====== 阅读材料

电商数据仓库(四)

欢迎

你好!这是我历经1个半月的学习(Apache和CDH),做完的一个项目,本次和你们分享一下Apache版。
感谢您的阅读!

第1章~第4章在电商数据仓库(一)
第5章~第5章在电商数据仓库(二)
第6章~第8章在电商数据仓库(三)
第8章~第9章在电商数据仓库(四)
第10章~第12章在电商数据仓库(五)
第13章~第15章在电商数据仓库(六)
第16章~第17章在电商数据仓库(七)
第18章~第19章在电商数据仓库(八)
第20章~第21章在电商数据仓库(九)
第22章~第24章在电商数据仓库(十)
第24章 完结

第8章 ODS层

8.1 创建数据库

create database gmall;
use gmall;

8.2 创建start日志表

8.1.1 创建输入数据是lzo输出,并且支持json解析的分区表
CREATE EXTERNAL TABLE ods_start_log (`line` string)
PARTITIONED BY (`dt` string)

============

» **练习**:
1. 从“你好!这是我历经1个半月的学”开始,一直到“第22章~第24章在电商数据仓库(十)”为止,原样摘录阅读材料中的这段文字。
2. 判断下列说法是否与阅读材料相符,逐条回答“是”或“否”,并引用原文中起决定作用的词句:(a) 作者为这个项目学习了大约一个半月;(b) 这次分享的是CDH版;(c) 创建的数据库名为gmall。

====== 已知数据

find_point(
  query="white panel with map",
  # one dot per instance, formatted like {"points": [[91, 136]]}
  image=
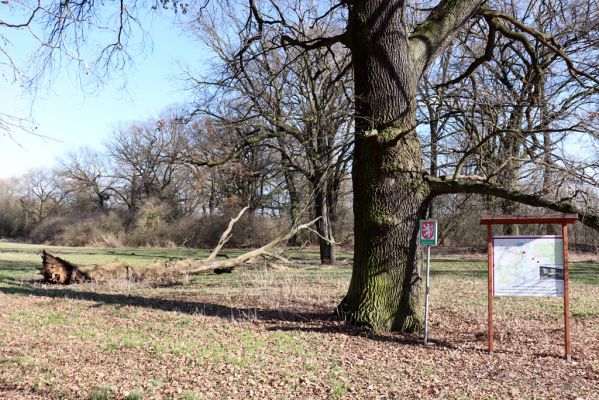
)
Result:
{"points": [[528, 266]]}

============

» **练习答案**:
1.
你好!这是我历经1个半月的学习(Apache和CDH),做完的一个项目,本次和你们分享一下Apache版。
感谢您的阅读!

第1章~第4章在电商数据仓库(一)
第5章~第5章在电商数据仓库(二)
第6章~第8章在电商数据仓库(三)
第8章~第9章在电商数据仓库(四)
第10章~第12章在电商数据仓库(五)
第13章~第15章在电商数据仓库(六)
第16章~第17章在电商数据仓库(七)
第18章~第19章在电商数据仓库(八)
第20章~第21章在电商数据仓库(九)
第22章~第24章在电商数据仓库(十)

2.
(a) 是。“我历经1个半月的学习”
(b) 否。“本次和你们分享一下Apache版”
(c) 是。“create database gmall;”